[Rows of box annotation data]
# # #

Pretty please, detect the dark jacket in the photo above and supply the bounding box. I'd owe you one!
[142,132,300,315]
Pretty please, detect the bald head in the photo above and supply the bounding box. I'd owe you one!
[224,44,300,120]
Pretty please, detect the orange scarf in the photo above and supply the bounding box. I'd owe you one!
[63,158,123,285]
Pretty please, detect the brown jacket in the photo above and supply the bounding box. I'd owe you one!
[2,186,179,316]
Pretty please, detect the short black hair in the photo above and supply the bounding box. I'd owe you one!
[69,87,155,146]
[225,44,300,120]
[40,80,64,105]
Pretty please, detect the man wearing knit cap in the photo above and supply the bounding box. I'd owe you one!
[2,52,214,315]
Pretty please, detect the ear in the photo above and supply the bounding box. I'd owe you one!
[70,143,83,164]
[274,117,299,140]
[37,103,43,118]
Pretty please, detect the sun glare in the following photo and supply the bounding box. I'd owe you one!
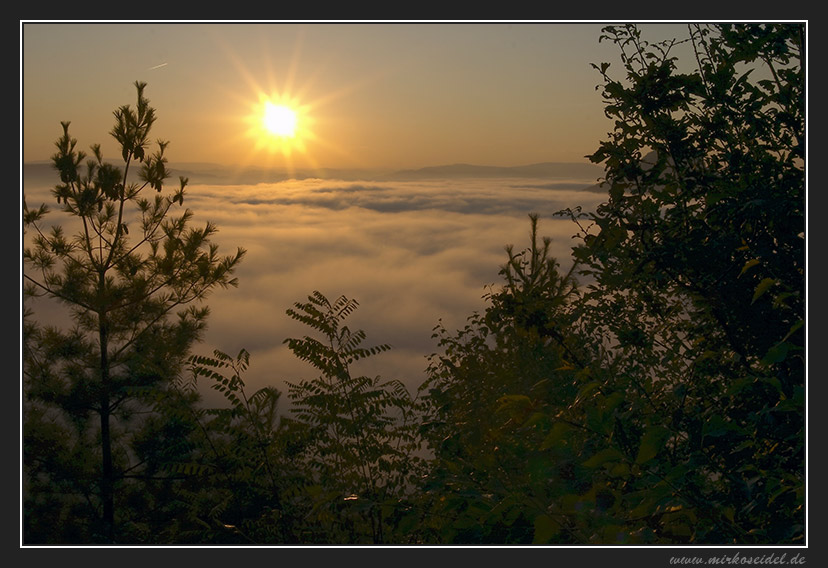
[262,101,297,138]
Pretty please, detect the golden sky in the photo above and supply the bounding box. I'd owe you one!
[20,21,672,169]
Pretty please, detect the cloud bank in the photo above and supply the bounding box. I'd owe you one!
[27,173,604,406]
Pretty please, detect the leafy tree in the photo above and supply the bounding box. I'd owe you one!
[184,349,310,544]
[548,24,805,544]
[414,215,585,544]
[285,291,426,544]
[23,82,244,543]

# # #

Rewrite all the records above, replacing "Pretty please" with "Please" everywhere and keeping everything else the same. Leave the pictures out of your answer.

▶ REPLY
Please, detect the dark jacket in the photo above and supply the bounding box. I'd owe you one!
[142,132,300,315]
Please, detect the bald head in the photo above and supply the bounding box. I'd owe you one!
[224,44,300,120]
Please, detect the orange scarf in the photo above and supply the bounding box. I'd owe you one!
[63,158,123,285]
Please, detect the brown jacket in the photo above and supply the bounding box. I'd owe you one!
[2,186,179,316]
Please, detect the short black hair in the photo above and supply the bounding box. I'd owe you one!
[69,87,155,146]
[225,44,300,120]
[40,80,64,105]
Please, detect the man wearing knit cap in the photo above and supply the bounding box. I'd owe you one!
[2,52,214,315]
Please, detect the ear in the photo above and supply the bounding box. I'd owe you one!
[70,143,83,164]
[274,117,299,140]
[37,103,43,118]
Please, detect the sun glare in the following photo and supply the bounding box. I'd owe you one!
[262,101,297,138]
Please, detect the golden sky in the photo above and supply the bounding box. I'd owe you one!
[20,21,672,169]
Please, detect the cloud bank in the photo above and supply the bounding box. I'd owe you one!
[27,173,604,406]
Please, detect the leafy tree in the photo above and supply the bounding box. I'd owe you one!
[184,349,310,544]
[548,24,805,544]
[414,215,585,544]
[285,291,426,544]
[23,82,244,543]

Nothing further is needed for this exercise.